> **WHAT YOU HAVE TO DO**: Please rewrite the stretch from the start of the records through the line containing "[173,76,274,265]", requests included, shifting every bounding-box coordinate in the answers up by 88. Leave out everything after that line.

> **ENTRIES**:
[BEGIN]

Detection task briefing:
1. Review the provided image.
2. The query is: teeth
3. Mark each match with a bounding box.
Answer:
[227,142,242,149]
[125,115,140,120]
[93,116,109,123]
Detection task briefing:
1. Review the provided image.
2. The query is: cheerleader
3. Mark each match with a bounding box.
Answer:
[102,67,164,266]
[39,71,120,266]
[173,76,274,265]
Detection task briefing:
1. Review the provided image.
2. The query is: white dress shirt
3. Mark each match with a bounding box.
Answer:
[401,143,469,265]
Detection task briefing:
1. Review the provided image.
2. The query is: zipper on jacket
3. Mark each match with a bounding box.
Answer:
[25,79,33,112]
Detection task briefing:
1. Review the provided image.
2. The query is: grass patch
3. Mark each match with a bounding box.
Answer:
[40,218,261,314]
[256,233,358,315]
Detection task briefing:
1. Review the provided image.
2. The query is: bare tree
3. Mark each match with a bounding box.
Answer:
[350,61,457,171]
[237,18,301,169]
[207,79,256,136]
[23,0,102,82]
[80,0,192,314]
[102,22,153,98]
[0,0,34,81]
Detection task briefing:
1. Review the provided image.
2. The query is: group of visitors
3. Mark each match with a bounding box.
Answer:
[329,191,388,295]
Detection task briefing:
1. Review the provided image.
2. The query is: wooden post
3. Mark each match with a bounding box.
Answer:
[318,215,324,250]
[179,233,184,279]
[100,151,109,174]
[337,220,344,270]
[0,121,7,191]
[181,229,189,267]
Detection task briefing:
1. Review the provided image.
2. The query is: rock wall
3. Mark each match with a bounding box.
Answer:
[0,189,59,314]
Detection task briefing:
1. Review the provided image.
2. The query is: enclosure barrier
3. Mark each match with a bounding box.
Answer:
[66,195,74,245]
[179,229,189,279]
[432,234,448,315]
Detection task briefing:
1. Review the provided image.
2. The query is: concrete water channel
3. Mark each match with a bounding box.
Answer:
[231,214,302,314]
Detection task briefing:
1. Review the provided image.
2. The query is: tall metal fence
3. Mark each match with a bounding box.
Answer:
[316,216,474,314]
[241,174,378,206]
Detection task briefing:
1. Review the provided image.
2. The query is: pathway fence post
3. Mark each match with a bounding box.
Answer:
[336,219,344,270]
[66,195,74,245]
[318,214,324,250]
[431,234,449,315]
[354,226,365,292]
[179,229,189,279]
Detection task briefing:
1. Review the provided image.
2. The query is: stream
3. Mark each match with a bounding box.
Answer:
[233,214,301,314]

[END]

> **RESULT**:
Detection task briefing:
1. Review the provided image.
2. The query is: teeth
3. Mark each match with a bounding box.
Answer:
[315,230,330,237]
[213,203,228,208]
[181,204,197,211]
Detection task briefing:
1. Review the provided image.
2. The query is: cheerleader
3. Mark each match with a bounding box.
Answer:
[190,155,252,354]
[127,159,208,354]
[261,164,362,353]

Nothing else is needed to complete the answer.